## STATED PROBLEM
Can you write out the part of the pleco thread below that opens with the words containing "## chattafish (Aug" and closes with "a timer. Easier.", switching "lights" to "lamps" throughout?

## PASSAGE GIVEN
--- begin ---

# Best Fit Pleco?



## Chaos553 (Apr 2, 2007)

I'm looking to get a new pleco and I'm really pulling for something that doesn't get huge and stays a pretty small size. I'm pretty sure clown plecos stay incredibly small, but they need some kind of driftwood to much on if I'm correct. Are there any other good smaller species of plecos I can look out for? I'm leaving for college in about 2 weeks and I don't want my tank to be infested with algae when I come visit on some of the weekends =/.


----------



## justintrask (Jun 29, 2008)

get some ottos. get 5 or 6 of them. they're great, not as much of a bioload as plecos, and do an amazing job on algae!


----------



## Chaos553 (Apr 2, 2007)

Will they bother the cories I already have?


----------



## justintrask (Jun 29, 2008)

absolutely not


----------



## chattafish (Aug 22, 2007)

remember, with ottos they have to have pristine water conditions and fresh veggies. cherry shrimp,amano shrimp and bristlenose catfish work good on algae. I love my BN, I have never clean algae, she does all the work, and for a slice of veggies every other day. none of these guys will bother your cories or live plants.


----------



## trashion (Aug 24, 2007)

Make sure whoever's taking care of your tank doesn't leave lights on too long and does water changes 

Actually, just put your lights on a timer. Easier.


----------



## sneasle (Jun 25, 2008)

I like my BN's quite a bit and are one probably my favs from when I currently have.


----------



## CukeTheExile (Nov 26, 2007)

I would say if you geared more towards a place then get a bristle/bushy nose pleco (BN). They are generally advent algae eaters and they stay rather small on average around four inches. Just make sure you have plenty of hiding places for one as there usually very shy.


----------

--- end ---

## MATERIAL SUPPLIED
--- begin ---

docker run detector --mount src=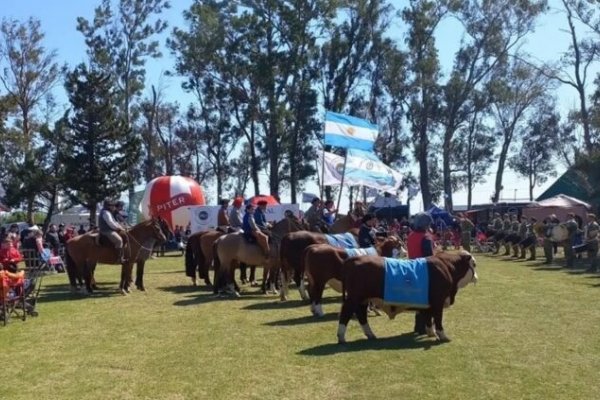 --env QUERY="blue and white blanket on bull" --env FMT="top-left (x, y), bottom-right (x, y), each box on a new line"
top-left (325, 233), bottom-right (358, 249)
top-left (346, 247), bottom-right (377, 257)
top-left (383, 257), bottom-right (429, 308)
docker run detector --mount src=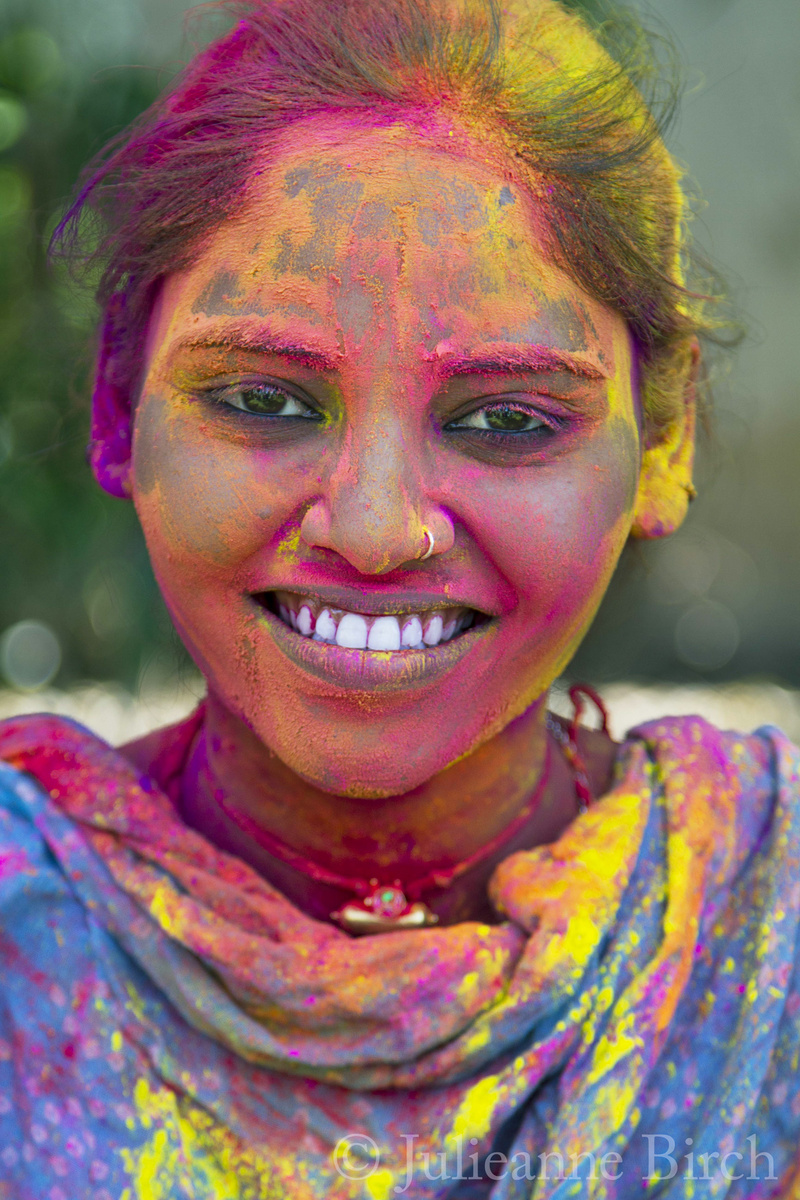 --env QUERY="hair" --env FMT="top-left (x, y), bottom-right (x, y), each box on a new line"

--- end ---

## EXERCISE SOLUTION
## chattafish (Aug 22, 2007)

remember, with ottos they have to have pristine water conditions and fresh veggies. cherry shrimp,amano shrimp and bristlenose catfish work good on algae. I love my BN, I have never clean algae, she does all the work, and for a slice of veggies every other day. none of these guys will bother your cories or live plants.


----------



## trashion (Aug 24, 2007)

Make sure whoever's taking care of your tank doesn't leave lamps on too long and does water changes 

Actually, just put your lamps on a timer. Easier.